> [Dataset entries]:
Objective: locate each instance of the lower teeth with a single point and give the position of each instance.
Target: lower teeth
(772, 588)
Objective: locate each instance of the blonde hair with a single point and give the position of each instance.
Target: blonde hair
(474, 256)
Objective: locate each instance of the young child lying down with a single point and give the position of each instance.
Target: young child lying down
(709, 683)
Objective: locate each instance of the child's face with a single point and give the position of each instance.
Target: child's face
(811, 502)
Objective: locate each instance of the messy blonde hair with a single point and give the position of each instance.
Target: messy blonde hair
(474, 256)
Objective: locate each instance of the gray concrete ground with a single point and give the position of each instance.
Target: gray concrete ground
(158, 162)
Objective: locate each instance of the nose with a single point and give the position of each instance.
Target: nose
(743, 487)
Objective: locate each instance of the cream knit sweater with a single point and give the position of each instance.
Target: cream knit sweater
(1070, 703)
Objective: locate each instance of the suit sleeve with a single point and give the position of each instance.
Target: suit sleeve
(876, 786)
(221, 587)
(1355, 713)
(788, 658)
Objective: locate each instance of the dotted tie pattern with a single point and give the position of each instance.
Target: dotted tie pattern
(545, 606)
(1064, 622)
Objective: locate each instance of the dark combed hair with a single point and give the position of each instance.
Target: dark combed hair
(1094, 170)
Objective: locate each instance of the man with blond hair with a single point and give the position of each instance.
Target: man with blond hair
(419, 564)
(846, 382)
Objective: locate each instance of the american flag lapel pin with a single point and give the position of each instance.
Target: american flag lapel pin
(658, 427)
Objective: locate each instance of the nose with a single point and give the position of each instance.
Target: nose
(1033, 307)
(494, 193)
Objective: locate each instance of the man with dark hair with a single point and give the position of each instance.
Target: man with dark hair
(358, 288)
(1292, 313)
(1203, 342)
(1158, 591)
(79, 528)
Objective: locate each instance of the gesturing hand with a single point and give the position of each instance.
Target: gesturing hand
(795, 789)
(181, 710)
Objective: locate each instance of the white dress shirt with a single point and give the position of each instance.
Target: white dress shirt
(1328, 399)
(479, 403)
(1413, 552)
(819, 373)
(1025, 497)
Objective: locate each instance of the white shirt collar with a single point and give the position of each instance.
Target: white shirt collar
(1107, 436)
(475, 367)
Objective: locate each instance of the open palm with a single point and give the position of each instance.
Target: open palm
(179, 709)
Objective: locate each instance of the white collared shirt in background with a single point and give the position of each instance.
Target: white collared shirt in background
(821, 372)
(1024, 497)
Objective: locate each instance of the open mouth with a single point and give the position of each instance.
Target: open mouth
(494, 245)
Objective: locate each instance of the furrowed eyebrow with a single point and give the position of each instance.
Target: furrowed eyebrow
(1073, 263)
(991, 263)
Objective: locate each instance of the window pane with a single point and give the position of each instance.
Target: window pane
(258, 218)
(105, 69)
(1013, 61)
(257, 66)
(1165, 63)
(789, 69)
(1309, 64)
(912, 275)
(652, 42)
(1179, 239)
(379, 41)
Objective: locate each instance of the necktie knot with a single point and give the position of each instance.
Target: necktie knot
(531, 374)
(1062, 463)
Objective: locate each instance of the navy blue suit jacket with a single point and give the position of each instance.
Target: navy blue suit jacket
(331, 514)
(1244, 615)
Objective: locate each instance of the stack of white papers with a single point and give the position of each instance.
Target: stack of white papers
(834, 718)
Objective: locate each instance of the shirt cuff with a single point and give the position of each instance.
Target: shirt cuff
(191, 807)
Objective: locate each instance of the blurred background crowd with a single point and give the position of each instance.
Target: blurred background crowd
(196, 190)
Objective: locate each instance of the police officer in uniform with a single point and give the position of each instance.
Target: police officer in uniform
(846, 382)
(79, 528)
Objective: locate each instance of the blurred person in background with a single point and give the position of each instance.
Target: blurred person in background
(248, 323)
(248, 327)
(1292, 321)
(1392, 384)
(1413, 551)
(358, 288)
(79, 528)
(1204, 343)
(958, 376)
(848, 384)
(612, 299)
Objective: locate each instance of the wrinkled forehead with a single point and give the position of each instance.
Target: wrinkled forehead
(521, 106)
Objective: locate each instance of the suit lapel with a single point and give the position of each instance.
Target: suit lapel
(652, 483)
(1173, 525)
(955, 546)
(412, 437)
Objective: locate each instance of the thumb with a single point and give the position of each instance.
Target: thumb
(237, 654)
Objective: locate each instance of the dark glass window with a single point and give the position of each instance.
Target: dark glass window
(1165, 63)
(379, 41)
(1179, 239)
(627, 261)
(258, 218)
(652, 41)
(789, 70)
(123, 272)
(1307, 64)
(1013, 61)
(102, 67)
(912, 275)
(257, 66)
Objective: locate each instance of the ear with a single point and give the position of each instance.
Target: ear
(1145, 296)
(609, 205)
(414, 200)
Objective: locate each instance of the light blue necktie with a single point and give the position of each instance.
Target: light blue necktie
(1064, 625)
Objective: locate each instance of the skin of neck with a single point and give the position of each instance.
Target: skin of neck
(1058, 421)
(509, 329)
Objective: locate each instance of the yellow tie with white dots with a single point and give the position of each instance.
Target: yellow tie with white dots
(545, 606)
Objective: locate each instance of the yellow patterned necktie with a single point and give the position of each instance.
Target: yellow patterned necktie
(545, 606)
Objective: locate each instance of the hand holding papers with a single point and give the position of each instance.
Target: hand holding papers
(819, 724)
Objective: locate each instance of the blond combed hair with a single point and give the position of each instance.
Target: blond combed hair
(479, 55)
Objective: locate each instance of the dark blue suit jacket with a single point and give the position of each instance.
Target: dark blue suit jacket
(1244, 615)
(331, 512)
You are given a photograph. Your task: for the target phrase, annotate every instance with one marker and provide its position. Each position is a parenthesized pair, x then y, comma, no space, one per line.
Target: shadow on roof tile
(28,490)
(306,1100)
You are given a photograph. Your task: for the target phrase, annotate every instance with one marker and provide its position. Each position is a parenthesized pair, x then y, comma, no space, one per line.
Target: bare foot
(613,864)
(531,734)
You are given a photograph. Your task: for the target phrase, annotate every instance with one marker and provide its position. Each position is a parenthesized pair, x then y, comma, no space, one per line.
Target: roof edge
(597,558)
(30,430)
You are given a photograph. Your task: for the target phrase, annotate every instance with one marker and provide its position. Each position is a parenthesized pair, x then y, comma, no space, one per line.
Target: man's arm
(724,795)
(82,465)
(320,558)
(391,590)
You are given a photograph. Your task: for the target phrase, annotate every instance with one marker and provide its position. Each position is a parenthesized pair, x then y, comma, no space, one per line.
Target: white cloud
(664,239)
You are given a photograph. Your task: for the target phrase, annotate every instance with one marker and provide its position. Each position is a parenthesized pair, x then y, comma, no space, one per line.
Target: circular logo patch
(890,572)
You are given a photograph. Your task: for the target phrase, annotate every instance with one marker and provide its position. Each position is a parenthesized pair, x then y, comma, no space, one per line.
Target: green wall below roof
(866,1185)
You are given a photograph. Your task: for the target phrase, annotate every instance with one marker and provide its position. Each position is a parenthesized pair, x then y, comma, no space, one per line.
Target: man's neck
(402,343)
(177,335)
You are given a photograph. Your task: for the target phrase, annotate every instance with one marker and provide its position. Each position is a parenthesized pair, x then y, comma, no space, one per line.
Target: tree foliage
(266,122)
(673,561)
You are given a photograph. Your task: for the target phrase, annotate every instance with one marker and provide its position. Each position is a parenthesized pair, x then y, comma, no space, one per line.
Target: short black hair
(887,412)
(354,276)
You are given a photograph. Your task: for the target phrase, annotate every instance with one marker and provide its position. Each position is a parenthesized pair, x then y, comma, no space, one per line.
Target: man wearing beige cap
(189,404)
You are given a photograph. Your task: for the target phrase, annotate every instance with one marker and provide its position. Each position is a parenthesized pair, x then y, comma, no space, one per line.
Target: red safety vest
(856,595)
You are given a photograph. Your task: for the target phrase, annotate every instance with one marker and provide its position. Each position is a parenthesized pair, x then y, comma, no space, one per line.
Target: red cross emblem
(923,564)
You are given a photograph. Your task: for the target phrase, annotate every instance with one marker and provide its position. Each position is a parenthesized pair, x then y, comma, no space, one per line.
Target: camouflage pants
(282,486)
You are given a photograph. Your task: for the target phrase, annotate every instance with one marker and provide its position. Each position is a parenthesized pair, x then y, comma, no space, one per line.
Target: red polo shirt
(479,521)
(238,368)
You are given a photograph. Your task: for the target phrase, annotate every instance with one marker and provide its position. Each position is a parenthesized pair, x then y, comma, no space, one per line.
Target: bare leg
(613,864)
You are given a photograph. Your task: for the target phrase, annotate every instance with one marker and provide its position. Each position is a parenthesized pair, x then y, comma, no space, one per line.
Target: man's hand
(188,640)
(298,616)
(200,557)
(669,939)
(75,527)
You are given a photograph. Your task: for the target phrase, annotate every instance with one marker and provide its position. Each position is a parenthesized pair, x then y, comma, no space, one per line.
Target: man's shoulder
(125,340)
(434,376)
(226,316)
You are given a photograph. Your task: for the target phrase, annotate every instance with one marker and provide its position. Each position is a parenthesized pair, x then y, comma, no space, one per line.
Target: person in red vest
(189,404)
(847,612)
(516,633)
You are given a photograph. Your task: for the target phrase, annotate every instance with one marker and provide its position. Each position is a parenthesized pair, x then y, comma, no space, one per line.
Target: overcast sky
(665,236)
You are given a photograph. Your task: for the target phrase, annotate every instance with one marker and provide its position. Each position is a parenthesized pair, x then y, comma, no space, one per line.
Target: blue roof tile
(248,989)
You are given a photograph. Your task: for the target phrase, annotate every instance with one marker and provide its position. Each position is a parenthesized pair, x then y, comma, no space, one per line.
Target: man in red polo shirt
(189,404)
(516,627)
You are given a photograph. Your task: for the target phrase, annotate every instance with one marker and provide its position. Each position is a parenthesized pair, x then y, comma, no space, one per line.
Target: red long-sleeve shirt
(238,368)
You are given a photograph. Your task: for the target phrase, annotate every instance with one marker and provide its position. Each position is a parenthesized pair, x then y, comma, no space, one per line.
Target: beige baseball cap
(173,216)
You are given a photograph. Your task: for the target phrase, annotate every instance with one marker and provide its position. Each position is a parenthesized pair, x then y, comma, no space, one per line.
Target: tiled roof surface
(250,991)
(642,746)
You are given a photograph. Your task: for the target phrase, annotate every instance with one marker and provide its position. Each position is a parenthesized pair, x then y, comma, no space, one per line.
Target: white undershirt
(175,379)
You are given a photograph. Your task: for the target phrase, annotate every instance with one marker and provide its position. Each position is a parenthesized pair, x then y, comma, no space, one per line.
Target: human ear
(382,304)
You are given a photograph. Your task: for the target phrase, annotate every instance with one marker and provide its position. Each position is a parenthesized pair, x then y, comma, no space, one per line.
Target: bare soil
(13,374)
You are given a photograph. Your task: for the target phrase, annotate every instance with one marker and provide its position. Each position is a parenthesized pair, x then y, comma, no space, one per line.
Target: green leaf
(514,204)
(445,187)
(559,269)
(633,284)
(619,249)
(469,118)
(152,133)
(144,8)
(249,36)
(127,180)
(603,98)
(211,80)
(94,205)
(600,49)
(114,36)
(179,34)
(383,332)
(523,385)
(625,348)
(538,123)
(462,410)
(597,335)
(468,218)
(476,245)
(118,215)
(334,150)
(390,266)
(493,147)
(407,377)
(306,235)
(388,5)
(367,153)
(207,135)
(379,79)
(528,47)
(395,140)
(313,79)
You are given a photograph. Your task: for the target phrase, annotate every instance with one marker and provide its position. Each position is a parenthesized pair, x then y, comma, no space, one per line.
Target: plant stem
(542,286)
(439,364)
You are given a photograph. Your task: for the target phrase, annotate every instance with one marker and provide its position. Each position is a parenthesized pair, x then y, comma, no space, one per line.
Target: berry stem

> [Exercise directions]: Please pick out and copy every line in the listing above that contains the word "pane". Case counts.

> [Written solution]:
Objective: locate each instance of the window pane with a single point and give the position of each instance.
Target: window pane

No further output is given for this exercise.